RAW DATA:
|---|

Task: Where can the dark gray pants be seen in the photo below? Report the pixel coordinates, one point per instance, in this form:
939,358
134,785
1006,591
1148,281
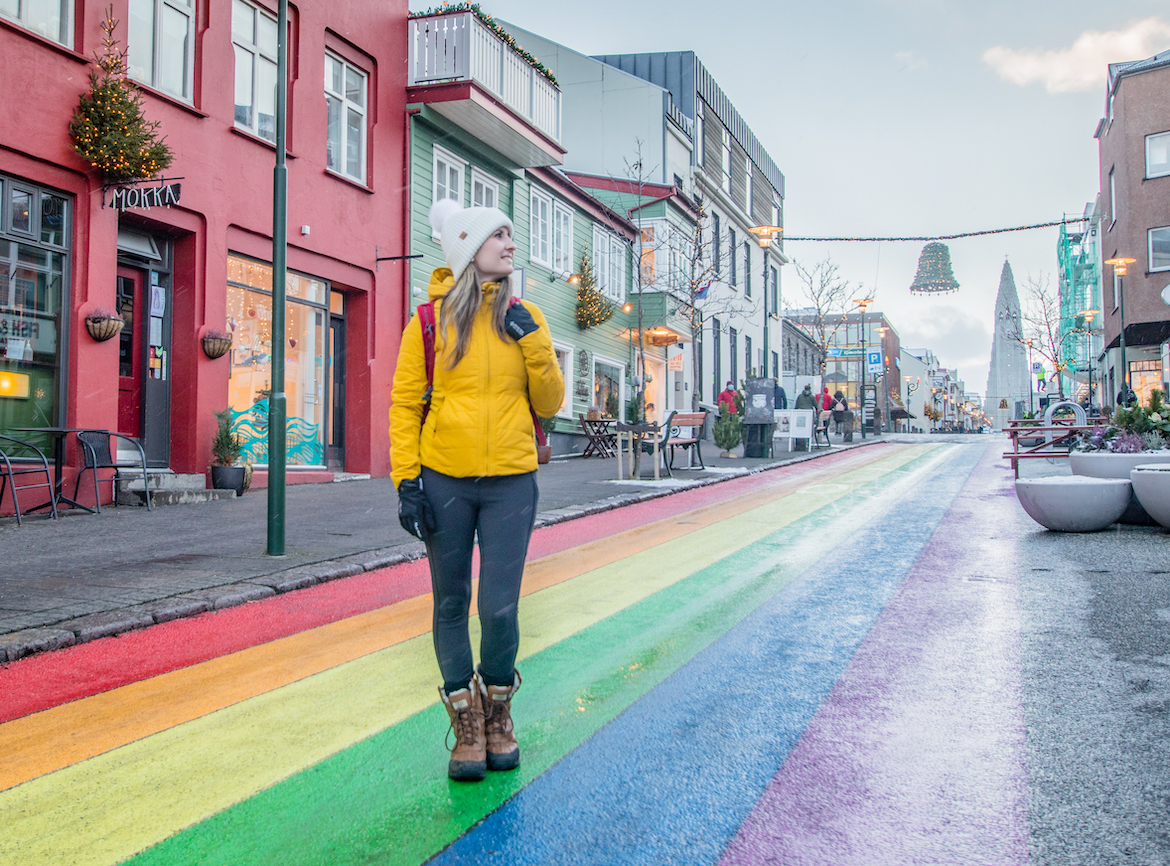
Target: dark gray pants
500,510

|---|

TASK PROMPT:
Rewrite the data with every "dark gray pants" replaced by "charcoal pants", keeping everything else the same. Leave the pictures out.

RIGHT ANSWER:
Task: Where can the charcoal pants be seen in the photo below? Report the pixel coordinates, one point per instance, in this form:
939,358
134,785
1006,591
1148,281
Target: charcoal pants
500,510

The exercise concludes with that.